§ **PROBLEM**: Give only the number of lines in the entries below that contain the word "right".
-- start --
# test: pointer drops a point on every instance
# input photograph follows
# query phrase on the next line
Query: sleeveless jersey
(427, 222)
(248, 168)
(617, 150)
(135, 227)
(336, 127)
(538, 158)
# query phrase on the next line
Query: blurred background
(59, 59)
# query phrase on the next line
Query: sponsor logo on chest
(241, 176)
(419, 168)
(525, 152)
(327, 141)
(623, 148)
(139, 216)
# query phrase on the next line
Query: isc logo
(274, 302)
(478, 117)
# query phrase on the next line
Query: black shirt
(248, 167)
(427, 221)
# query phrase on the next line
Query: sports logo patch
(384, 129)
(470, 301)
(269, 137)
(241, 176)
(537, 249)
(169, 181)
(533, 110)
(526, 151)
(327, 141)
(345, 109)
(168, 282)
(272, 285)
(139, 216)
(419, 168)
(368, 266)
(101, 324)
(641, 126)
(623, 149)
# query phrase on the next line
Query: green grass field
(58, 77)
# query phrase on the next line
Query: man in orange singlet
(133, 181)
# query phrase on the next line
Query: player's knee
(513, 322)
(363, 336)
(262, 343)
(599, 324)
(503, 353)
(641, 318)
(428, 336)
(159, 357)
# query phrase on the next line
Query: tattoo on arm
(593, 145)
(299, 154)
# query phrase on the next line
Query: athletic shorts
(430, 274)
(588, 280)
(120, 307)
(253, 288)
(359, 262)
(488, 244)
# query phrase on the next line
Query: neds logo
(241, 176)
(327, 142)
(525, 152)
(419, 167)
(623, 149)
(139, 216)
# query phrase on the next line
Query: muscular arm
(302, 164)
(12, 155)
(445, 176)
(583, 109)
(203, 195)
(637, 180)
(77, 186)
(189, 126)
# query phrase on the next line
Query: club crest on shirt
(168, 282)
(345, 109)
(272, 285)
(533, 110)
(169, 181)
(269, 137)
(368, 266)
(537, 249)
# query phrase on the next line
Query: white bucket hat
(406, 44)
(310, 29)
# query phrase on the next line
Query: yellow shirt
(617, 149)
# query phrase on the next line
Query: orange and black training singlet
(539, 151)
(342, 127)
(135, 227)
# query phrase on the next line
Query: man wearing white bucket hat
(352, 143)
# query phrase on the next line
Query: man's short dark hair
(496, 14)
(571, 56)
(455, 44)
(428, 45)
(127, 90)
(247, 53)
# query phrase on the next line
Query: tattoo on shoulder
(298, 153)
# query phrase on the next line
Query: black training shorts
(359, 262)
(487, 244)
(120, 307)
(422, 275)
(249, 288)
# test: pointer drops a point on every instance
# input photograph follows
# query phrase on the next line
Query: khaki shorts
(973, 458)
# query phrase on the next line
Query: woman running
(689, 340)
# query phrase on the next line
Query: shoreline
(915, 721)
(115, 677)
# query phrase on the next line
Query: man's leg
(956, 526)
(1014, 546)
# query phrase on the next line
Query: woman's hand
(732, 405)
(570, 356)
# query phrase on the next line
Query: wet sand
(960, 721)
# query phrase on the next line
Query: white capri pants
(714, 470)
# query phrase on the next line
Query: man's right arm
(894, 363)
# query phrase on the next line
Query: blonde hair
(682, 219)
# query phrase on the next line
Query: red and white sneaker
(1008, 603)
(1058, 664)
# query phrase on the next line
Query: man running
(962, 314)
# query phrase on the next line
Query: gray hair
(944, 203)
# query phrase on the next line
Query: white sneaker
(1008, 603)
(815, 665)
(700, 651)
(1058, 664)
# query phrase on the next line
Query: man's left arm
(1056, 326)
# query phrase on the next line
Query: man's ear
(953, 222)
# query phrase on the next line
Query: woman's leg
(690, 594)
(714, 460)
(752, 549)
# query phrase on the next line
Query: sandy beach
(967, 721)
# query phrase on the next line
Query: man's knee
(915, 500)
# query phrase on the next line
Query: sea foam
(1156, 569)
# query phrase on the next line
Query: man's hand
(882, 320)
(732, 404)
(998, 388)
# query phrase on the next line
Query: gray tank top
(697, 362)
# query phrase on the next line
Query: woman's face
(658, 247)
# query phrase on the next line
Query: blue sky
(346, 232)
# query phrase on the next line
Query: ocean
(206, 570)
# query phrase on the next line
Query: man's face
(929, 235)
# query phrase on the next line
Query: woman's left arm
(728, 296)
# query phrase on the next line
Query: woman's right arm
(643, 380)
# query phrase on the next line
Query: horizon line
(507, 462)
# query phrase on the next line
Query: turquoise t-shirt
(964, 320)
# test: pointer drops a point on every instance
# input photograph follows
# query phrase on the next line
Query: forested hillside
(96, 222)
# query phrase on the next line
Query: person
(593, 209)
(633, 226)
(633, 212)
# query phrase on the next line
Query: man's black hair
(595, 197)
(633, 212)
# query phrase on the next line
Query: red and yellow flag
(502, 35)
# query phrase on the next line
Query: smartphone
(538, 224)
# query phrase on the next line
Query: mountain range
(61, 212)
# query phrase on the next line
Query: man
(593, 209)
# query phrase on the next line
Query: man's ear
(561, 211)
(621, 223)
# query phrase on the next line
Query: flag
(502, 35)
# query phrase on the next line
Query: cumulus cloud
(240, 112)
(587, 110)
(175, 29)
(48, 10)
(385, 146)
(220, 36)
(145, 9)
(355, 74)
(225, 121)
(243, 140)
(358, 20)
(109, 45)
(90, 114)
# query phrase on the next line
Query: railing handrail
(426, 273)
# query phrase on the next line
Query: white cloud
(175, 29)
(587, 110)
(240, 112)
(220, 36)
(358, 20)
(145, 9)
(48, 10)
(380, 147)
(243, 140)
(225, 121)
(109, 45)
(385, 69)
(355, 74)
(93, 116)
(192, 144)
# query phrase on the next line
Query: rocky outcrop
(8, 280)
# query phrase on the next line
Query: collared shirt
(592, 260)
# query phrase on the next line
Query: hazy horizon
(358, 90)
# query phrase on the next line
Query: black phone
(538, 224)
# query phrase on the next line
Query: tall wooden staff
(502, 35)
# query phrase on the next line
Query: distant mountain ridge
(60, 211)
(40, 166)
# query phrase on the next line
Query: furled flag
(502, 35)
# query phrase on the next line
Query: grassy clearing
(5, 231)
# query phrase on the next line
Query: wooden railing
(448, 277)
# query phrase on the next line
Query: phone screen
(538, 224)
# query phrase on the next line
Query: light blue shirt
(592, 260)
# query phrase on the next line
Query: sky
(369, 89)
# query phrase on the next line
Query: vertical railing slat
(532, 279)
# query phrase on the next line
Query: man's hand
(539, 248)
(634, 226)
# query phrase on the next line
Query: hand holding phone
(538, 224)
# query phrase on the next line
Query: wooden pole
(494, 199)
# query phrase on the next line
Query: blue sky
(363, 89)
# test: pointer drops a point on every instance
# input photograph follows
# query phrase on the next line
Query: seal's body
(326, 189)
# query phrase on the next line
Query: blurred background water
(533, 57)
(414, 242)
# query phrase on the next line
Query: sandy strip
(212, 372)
-- end --
-- start --
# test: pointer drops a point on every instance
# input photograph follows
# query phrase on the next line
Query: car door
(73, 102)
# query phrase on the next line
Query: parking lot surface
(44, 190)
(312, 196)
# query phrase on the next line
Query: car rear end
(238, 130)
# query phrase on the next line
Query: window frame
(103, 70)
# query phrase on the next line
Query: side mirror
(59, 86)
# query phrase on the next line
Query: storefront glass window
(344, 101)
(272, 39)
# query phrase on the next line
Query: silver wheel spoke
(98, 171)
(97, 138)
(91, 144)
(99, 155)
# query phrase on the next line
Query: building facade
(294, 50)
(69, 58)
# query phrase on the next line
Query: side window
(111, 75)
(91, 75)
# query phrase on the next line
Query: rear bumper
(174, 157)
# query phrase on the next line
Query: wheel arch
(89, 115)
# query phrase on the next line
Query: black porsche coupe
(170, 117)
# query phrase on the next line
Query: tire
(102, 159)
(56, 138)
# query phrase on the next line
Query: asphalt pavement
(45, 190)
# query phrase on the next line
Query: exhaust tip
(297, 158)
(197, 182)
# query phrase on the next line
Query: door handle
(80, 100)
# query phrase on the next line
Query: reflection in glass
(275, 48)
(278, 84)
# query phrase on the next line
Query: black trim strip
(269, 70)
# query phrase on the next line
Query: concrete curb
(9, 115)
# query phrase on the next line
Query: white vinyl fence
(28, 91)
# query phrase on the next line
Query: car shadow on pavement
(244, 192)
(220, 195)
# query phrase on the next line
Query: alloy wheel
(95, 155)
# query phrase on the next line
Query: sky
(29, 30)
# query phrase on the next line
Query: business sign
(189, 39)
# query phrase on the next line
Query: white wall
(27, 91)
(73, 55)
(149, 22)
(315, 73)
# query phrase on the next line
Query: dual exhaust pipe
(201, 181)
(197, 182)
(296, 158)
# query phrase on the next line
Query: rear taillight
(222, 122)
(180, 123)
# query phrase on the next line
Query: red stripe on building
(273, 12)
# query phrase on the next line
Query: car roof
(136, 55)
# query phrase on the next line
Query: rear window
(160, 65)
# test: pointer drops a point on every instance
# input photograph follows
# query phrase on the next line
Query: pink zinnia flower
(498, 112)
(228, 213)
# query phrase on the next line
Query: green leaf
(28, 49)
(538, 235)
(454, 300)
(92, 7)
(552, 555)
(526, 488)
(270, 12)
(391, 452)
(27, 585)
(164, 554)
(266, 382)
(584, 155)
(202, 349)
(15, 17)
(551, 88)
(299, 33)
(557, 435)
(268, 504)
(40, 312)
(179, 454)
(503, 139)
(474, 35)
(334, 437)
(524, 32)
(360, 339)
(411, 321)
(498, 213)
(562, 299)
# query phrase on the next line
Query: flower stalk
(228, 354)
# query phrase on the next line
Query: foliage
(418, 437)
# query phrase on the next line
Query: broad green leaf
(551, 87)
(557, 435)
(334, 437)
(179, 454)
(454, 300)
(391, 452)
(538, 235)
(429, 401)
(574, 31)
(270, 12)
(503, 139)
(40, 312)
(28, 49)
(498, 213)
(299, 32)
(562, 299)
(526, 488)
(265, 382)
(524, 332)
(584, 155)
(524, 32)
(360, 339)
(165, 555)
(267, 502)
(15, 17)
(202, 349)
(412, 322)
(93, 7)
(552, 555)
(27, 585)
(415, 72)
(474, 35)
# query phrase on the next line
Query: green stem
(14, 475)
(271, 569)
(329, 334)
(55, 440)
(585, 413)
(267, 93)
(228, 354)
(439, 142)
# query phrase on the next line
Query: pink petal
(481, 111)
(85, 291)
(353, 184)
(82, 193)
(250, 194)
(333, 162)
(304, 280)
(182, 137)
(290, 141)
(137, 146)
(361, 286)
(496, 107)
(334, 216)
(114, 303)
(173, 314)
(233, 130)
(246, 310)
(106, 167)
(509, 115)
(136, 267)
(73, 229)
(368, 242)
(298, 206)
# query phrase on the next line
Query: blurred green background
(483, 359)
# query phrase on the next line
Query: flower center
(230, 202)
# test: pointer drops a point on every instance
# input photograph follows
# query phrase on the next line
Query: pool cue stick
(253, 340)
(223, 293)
-- end --
§ **FULL SOLUTION**: 2